Your assignment
Can you retype every record below exactly as written?
==== Listed records ====
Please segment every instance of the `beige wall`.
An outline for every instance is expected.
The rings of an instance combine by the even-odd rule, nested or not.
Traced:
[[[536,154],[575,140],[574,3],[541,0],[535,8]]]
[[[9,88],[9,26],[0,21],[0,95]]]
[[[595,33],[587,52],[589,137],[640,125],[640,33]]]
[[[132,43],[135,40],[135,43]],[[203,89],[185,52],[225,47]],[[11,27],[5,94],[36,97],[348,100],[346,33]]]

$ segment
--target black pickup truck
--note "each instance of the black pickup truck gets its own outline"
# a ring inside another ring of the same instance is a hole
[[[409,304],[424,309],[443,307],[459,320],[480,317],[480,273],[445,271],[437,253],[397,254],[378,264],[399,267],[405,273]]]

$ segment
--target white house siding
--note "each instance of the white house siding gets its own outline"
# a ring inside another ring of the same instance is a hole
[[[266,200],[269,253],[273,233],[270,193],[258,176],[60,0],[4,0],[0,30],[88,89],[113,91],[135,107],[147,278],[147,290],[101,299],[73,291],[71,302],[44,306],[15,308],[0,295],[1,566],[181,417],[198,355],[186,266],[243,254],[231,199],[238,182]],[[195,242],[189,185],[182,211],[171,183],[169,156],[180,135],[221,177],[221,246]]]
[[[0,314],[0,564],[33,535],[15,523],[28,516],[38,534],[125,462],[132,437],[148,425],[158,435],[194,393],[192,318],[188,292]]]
====
Answer to the exercise
Please segment every instance of the `beige wall`.
An outline for every instance is expected.
The rings of an instance combine by the even-odd rule, nested or not.
Traced:
[[[536,154],[575,140],[574,3],[541,0],[535,8]]]
[[[9,88],[9,26],[0,21],[0,95]]]
[[[595,33],[587,52],[589,137],[640,125],[640,33]]]
[[[132,43],[135,40],[135,43]],[[203,89],[185,52],[225,47]],[[11,27],[5,94],[36,97],[348,100],[346,33]]]

$ segment
--target black pickup truck
--note "each instance of the black pickup truck gets its own outline"
# a ring inside another ring of the same instance is a hole
[[[409,304],[424,309],[443,307],[459,320],[480,317],[480,273],[445,271],[437,253],[397,254],[378,264],[399,267],[405,273]]]

$ segment
--target white house siding
--note "each instance of the white house siding gets its own outline"
# a ring inside another ring of the same instance is a hole
[[[266,200],[269,253],[273,233],[270,193],[258,176],[60,0],[4,0],[0,30],[88,89],[113,91],[135,107],[147,278],[147,290],[101,299],[73,291],[71,302],[44,306],[15,308],[0,295],[1,566],[181,417],[198,355],[186,266],[243,254],[231,199],[238,182]],[[195,242],[189,185],[182,211],[171,183],[169,156],[180,135],[221,177],[221,246]]]
[[[0,314],[0,564],[33,535],[15,523],[28,516],[38,534],[125,462],[132,437],[148,425],[158,435],[194,393],[192,318],[188,292]]]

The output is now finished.